Quoted text.
In the run-up to local government elections in England in May, there are fresh calls for on-demand postal voting to be scrapped.

The government argues that voting by post encourages people to take part in elections, but critics say the system is vulnerable to fraud and is leading to organised ballot rigging that has skewed election results in some towns and cities.

Take the example of Woking in Surrey with its leafy lanes, nice housing, and good commuting for London. Returning Officer Ray Morgan, who oversees elections for the borough, is not a happy man.

It is his job to check that elections in his town are run according to the rules.

But he admits - with remarkable candour - that it hasn't been possible. "Sadly, I don't think any of the elections that I have personally officiated over since 2006 have been totally fair and honest. None of them."

In 2012 Mohammad Ali, a 35-year-old engineer, stood for the Labour Party in Woking but lost by a margin of just 16 votes to the Liberal Democrat candidate Mohammed Bashir.

Mr Ali was suspicious. So he turned detective and set about finding out what had led to such a narrow defeat.

In the two months before the election he says the population of the ward increased by more than 10%. "We started checking them and we found a lot of them were ghosts. We'd knock on the door and ask, 'Do you know Mr So and So?' 'No, I don't'."

He discovered the "ghost" voters had been used to obtain postal ballot papers, which were filled in illegally by activists in favour of his rival.

Mr Ali took his findings to an election court, where the judge in the case, Richard Mawrey QC, ruled there had been fraud and overturned the result, leading to a by-election.

The lawyer who represented Mr Bashir says his client denies any wrongdoing and argues that he shouldn't be held responsible for the corrupt practices of others.

Written instruction.
Please write out everything in the postal voting passage from "In 2012 Mohammad" down to "candidate Mohammed Bashir.".

Entries from a pointing dataset.
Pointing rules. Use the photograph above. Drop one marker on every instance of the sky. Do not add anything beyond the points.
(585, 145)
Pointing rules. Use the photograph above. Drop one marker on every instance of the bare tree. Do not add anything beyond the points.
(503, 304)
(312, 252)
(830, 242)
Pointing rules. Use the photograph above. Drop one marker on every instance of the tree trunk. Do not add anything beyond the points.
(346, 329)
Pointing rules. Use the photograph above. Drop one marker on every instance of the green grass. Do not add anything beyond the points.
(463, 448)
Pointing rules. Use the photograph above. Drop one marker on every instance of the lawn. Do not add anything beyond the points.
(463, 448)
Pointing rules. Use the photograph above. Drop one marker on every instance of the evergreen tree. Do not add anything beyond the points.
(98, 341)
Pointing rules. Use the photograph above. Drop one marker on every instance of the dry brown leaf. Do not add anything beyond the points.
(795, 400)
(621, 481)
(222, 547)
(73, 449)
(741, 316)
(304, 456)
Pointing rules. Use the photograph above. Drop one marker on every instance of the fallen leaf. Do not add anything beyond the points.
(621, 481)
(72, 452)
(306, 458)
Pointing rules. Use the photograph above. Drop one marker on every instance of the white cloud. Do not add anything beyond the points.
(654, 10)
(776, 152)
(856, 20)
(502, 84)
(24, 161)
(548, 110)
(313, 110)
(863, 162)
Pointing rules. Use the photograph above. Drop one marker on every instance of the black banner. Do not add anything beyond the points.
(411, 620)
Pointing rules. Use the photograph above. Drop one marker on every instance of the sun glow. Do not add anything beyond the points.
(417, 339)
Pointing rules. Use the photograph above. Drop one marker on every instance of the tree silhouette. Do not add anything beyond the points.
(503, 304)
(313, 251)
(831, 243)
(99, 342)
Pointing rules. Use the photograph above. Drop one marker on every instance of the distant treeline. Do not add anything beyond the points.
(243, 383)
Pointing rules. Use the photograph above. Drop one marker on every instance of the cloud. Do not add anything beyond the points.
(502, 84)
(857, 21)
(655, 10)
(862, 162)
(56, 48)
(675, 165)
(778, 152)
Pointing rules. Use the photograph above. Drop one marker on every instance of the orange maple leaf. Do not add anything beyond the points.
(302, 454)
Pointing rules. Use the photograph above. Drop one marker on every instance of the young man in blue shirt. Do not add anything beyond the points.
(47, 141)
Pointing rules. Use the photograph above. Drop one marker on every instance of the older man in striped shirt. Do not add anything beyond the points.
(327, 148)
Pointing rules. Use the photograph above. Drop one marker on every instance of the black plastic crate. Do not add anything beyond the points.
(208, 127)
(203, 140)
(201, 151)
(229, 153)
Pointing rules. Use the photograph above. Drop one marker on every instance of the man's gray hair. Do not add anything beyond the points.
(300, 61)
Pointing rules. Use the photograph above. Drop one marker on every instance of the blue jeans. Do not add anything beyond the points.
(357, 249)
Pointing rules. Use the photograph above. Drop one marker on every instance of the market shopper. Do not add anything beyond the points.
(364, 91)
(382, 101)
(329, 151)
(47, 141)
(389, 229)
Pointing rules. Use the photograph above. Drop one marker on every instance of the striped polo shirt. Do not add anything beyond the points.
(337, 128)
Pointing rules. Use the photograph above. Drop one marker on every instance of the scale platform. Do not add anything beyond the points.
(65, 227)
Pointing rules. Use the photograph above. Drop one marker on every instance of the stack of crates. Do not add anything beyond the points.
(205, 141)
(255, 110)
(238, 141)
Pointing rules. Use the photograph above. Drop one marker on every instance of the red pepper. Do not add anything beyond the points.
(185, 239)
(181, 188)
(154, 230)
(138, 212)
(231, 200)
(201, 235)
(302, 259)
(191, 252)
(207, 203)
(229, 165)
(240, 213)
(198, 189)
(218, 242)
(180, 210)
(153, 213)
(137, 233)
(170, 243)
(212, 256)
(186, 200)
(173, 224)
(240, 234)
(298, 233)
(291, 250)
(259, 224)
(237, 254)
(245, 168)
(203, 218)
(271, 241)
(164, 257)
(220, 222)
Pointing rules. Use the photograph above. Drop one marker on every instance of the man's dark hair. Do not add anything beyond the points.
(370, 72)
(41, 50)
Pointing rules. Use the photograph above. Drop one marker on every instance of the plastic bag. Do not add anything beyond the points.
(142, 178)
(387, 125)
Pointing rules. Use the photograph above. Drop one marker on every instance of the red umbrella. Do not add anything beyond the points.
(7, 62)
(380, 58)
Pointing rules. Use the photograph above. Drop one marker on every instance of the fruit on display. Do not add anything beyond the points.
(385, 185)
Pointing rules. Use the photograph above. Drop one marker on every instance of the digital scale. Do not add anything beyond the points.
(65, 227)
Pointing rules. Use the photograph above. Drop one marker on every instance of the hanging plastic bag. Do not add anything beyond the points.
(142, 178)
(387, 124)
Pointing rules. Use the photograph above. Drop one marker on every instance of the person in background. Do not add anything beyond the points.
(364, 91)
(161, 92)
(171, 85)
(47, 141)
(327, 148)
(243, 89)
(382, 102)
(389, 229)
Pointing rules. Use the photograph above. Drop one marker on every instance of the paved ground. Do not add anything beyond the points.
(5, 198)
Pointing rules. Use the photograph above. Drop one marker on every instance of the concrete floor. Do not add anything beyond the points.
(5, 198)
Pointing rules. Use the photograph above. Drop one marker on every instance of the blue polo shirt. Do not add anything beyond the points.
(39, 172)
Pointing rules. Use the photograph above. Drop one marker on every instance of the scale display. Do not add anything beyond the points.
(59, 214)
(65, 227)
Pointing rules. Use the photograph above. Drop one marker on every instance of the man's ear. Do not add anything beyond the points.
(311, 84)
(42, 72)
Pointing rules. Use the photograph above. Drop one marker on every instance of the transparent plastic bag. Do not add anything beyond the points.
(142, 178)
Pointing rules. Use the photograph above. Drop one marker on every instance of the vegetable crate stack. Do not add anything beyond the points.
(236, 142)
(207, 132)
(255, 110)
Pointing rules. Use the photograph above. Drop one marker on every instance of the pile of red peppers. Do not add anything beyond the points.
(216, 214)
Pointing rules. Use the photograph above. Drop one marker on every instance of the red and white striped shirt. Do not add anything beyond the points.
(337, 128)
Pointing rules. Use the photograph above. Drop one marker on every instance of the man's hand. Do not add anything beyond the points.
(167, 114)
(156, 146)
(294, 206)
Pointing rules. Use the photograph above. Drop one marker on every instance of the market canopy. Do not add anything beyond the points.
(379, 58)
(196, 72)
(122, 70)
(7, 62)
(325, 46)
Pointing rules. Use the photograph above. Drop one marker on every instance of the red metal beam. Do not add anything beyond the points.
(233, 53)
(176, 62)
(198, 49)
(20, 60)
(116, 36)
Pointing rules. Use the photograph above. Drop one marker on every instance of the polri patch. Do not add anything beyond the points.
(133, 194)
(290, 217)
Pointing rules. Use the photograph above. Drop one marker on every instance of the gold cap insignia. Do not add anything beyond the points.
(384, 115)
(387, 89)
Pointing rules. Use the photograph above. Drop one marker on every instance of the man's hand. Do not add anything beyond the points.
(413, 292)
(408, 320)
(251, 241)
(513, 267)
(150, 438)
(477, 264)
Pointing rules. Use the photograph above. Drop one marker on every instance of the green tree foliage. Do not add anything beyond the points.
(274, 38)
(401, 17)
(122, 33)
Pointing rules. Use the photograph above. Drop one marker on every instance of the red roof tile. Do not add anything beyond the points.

Solution to this task.
In 2012 Mohammad Ali, a 35-year-old engineer, stood for the Labour Party in Woking but lost by a margin of just 16 votes to the Liberal Democrat candidate Mohammed Bashir.